start Text excerpt
Pakistani participants in Indian TV debates keep harping on “let us not look at the past”, but can we really ignore Pakistan’s hallmark deceits when our land strategy should be based on past lessons?
Notwithstanding Pakistani treachery on Kargil in 1999, a brief summary of the "Siachin dispute" beginning in the 1980s is necessary. Frankly, despite its assertions, Paistan is mainly concerned with the deployment of its troops on the massif of the Saltoro Range running west of the Siachin glacier. By a lucky chance, India discovered Pakistani troops camping west of the Saltoro Range in a bid to occupy it, acted with alacrity, and occupied the range in a daring helicopter operation in 1984. Pakistan rushed to gain control of the range, with both Indian and Pakistani forces arriving simultaneously at Gyong La. A flag meeting was held and an agreement reached that both parties withdraw. Indians did, but the Pakistanis re-enacted their back-stabbing legacy and occupied the pass in clear violation of the agreement made hours ago. That is the only significant foothold Pakistan has on the Saltoro Range, and any forward movement by them faces highly treacherous glaciated patches as well as our troops.
The second significant foothold was of Pakistan’s Qaid-e-Azam (renamed Bana Post after India snatched it from Pakistan) post on the highest point (over 22,143 feet) in the Northern portion of the Saltoro Range. Pakistan to date does not acknowledge the loss of this Qaid-e-Azam post. Reportedly, one Pakistani Army Captain was court-martialled for leaking the truth to the media, and their propaganda is that the post is still held by Pakistan.
Pakistan’s new found urgency to demilitarise Siachen needs to be viewed in following backdrop:
And now we come to the question of the 127 soldiers reportedly buried in an avalanche recently. Is the Pakistani military moved by this reported loss? What about the Kargil conflict when Pakistan ignored their own dead and many a Pakistani dead had to be buried by Indian troops— who did it with full honours in Muslim tradition. The Dawn, published in Karachi, brought out some 500 bodies of dead Northern Light Infantry soldiers being unceremoniously dumped in the dead of night at their next of kin’s doorstep. Don’t we remember Musharraf as President of Pakistan, telling international media, “There is not a single terrorist on Pakistani soil” and then again, “Even if the Kashmir issue is resolved, Jihad against India will continue”?
end Text excerpt
start Provided data
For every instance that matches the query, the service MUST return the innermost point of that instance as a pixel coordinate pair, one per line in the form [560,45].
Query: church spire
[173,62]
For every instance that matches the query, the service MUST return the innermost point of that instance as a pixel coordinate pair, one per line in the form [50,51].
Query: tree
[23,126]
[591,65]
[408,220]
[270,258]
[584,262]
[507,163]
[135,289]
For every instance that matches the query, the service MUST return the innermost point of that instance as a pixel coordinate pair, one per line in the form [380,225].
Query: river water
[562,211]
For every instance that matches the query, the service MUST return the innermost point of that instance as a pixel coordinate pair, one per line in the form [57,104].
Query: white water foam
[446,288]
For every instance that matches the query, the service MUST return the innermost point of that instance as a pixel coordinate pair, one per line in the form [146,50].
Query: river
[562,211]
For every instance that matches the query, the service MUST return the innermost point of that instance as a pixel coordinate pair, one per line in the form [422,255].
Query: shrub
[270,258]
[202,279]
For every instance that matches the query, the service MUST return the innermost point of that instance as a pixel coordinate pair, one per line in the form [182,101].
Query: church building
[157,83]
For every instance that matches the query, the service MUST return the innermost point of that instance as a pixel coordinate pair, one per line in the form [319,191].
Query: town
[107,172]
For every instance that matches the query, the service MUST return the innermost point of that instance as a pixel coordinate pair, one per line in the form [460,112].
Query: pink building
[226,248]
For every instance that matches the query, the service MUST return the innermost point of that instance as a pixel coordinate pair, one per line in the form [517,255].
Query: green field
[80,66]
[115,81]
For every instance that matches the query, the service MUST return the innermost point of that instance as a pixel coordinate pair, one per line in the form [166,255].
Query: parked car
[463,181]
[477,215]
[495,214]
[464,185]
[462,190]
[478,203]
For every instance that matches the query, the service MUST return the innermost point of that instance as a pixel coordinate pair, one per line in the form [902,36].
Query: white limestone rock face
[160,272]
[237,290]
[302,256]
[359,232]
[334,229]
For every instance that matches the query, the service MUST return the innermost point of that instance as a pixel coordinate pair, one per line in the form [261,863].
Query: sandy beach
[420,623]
end Provided data
Aim A | In the Siachen text, what was the Qaid-e-Azam post renamed after India took it from Pakistan?
Aim B | Reproduce, unchanged, the part of the Siachen text that opens with the words "The second significant" and closes with "held by Pakistan.".

Final answer A | Bana Post

Final answer B |
The second significant foothold was of Pakistan’s Qaid-e-Azam (renamed Bana Post after India snatched it from Pakistan) post on the highest point (over 22,143 feet) in the Northern portion of the Saltoro Range. Pakistan to date does not acknowledge the loss of this Qaid-e-Azam post. Reportedly, one Pakistani Army Captain was court-martialled for leaking the truth to the media, and their propaganda is that the post is still held by Pakistan.